TO DO => Print every line below. Match each one exactly.

RECORDS SHOWN Block Start

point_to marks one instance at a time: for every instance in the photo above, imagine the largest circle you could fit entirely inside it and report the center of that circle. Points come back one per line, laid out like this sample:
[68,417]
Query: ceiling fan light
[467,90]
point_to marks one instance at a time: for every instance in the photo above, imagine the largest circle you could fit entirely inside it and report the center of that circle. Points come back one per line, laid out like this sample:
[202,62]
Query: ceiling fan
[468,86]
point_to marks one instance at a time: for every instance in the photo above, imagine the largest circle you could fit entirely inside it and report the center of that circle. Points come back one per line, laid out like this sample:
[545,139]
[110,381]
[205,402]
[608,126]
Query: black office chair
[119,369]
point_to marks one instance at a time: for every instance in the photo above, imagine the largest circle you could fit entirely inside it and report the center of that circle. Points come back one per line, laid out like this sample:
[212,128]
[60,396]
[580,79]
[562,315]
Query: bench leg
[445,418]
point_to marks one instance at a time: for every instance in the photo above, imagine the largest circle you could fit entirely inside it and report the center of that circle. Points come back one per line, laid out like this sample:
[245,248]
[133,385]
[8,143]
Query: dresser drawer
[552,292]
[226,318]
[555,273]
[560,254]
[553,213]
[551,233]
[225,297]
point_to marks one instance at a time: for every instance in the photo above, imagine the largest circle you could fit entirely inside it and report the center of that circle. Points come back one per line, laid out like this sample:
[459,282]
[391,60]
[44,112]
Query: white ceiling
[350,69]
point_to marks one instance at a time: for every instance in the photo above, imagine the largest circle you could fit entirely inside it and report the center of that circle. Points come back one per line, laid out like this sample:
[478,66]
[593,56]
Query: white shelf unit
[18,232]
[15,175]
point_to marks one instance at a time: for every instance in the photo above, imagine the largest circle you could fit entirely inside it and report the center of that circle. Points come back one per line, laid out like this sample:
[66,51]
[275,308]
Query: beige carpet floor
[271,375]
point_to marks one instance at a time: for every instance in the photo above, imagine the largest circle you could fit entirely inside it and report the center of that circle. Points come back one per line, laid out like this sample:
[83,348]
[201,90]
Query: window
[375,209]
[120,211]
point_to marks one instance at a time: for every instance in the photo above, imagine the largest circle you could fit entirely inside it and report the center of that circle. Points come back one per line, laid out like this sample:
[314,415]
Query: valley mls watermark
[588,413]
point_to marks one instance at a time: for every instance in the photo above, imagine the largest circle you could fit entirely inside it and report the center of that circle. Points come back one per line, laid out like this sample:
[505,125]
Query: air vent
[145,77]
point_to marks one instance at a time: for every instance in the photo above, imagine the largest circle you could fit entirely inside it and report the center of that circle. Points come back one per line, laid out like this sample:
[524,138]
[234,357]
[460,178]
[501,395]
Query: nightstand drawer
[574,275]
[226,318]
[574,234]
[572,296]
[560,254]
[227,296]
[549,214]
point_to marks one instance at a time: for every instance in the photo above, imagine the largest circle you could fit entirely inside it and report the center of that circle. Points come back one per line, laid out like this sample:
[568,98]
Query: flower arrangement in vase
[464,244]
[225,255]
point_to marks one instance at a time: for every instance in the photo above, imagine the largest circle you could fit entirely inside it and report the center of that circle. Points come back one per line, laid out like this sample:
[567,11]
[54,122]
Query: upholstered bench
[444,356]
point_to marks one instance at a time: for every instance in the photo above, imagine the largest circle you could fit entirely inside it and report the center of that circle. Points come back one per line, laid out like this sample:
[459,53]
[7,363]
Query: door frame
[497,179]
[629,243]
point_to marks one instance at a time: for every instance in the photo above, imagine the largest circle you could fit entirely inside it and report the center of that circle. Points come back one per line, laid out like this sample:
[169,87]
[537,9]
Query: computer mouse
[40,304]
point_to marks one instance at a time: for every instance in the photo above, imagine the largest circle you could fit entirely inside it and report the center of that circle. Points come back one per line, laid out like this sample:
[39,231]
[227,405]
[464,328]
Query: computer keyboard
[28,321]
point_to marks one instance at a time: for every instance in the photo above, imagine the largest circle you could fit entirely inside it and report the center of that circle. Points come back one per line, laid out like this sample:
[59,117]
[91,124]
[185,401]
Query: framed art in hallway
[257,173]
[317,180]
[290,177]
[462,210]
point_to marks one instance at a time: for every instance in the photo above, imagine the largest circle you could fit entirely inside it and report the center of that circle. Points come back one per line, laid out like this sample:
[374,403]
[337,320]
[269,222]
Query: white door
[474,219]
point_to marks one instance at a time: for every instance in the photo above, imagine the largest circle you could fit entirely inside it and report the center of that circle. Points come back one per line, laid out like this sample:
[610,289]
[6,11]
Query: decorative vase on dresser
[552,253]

RECORDS SHOWN Block End

SOLVED PROBLEM =>
point_to marks one instance at a time: for every instance in the photo above, imagine the largest circle you could fit entirely inside it and report the center of that circle. Points come back one per line, laid out like this sample:
[68,417]
Query: ceiling fan light
[467,90]
point_to marks one instance at a time: for every instance in the photo above, imagine the largest circle you could fit entirely inside it and report the center of that circle. Points come back one per line, laid out like this sample:
[202,62]
Query: ceiling fan
[468,86]
point_to marks one instance at a time: for every instance in the photo above, imagine the largest circle you could fit entirely inside it and report the center of that circle. Points come back one per line, laid out like this sample:
[545,139]
[110,381]
[205,402]
[608,126]
Query: black office chair
[119,369]
point_to marks one instance at a time: for every instance in the photo above, imagine the largest circle you could fit entirely inside it and report the center of that circle. Points come back one per line, laid out like this sample:
[212,128]
[60,396]
[580,79]
[562,315]
Query: bench leg
[445,418]
point_to marks one instance at a time: for every instance in the photo above, imagine the largest circle you could fit entirely inside it and report the center of that circle. Points come back one per line, laid out like this sample:
[245,248]
[133,385]
[8,143]
Query: dresser drawer
[552,292]
[226,318]
[555,273]
[560,254]
[553,213]
[551,233]
[225,297]
point_to marks one instance at a time: for every instance in the photo above, imagine the largest circle you could fit entirely inside it and report the center of that circle. Points come back one per line, laid out like this sample:
[459,282]
[391,60]
[44,112]
Query: white ceiling
[350,69]
point_to marks one instance at a time: for every instance in the photo above, imagine the largest circle you could fit entirely inside it and report the center of that circle. Points come back one per line, laid out like this sample:
[478,66]
[593,56]
Query: white shelf unit
[18,232]
[15,175]
point_to marks one instance at a time: for every instance in the photo above, imagine the largest circle you could fit entirely inside it and report the center of that circle. Points come back one per line, laid out like this sample:
[66,51]
[275,308]
Query: beige carpet floor
[271,375]
point_to marks one instance at a time: for every instance in the photo above, imagine the largest circle you could fit entirely inside it and report the center of that circle. Points come back one per line, laid out like this sample:
[83,348]
[201,90]
Query: window
[375,209]
[120,211]
point_to marks one instance at a time: for every instance in the photo above, imagine the largest circle you could fit entirely inside it and report the center of that circle. Points come back one per line, laid out like this sample:
[314,415]
Query: valley mls watermark
[588,413]
point_to marks one instance at a time: for every instance in the photo above, imagine the largest circle you could fit entirely inside it and report the center of that circle. Points come back one per line, laid out like this sample:
[505,125]
Query: air vent
[145,77]
point_to marks one instance at a time: for every instance in the photo above, imagine the largest circle you could fit entirely inside it and report the center of that circle. Points come back one per line, laid out like this sample:
[524,138]
[234,357]
[460,178]
[501,395]
Query: nightstand drawer
[574,275]
[226,318]
[574,234]
[572,296]
[560,254]
[227,296]
[549,214]
point_to marks one instance at a time: for every instance in the photo above, imagine the largest circle you could fit entirely inside it and report the center of that circle. Points come back one per line, laid out like this sample:
[568,98]
Query: flower arrangement in vase
[464,244]
[225,255]
point_to marks one instance at a time: for every instance in the photo above, imagine the largest circle you could fit entirely inside it and report the center of that circle. Points come back one per line, laid out like this sample:
[567,11]
[54,122]
Query: upholstered bench
[444,356]
point_to marks one instance at a time: for every instance in the photo above, imagine the largest circle you could fit entirely inside it and report the center of that circle. Points come back one per line, laid out like this sample:
[459,53]
[7,363]
Query: door frame
[497,179]
[629,243]
point_to marks one instance at a time: for every instance in the photo above, imagine the largest circle you could fit entirely inside it and report the center of that circle. Points come back one per line, laid out like this sample:
[169,87]
[537,9]
Query: computer mouse
[40,304]
point_to marks one instance at a time: for every instance in the photo above, imagine the largest circle you could fit entirely inside it and report the center of that circle. Points come back one per line, laid out like this sample:
[39,231]
[227,405]
[464,328]
Query: computer keyboard
[28,321]
point_to marks one instance at a time: for every instance in the photo above, imagine the largest circle you could fit entirely inside it and report the center of that circle. Points come back one per line, laid out like this sample:
[59,117]
[91,124]
[185,401]
Query: framed art in hallway
[257,173]
[317,180]
[290,177]
[462,210]
point_to marks one instance at a time: for every instance in the photo above, imagine the largest circle you could fit entirely inside it and report the center of that circle. Points come back one per line, laid out like this sample:
[374,403]
[337,320]
[269,222]
Query: white door
[474,219]
point_to marks one instance at a time: for every instance in the photo above, imagine the largest circle you could fit entirely inside it and report the center of that circle. Points come back one per line, laid out like this sample:
[610,289]
[6,11]
Query: decorative vase on dresser
[552,253]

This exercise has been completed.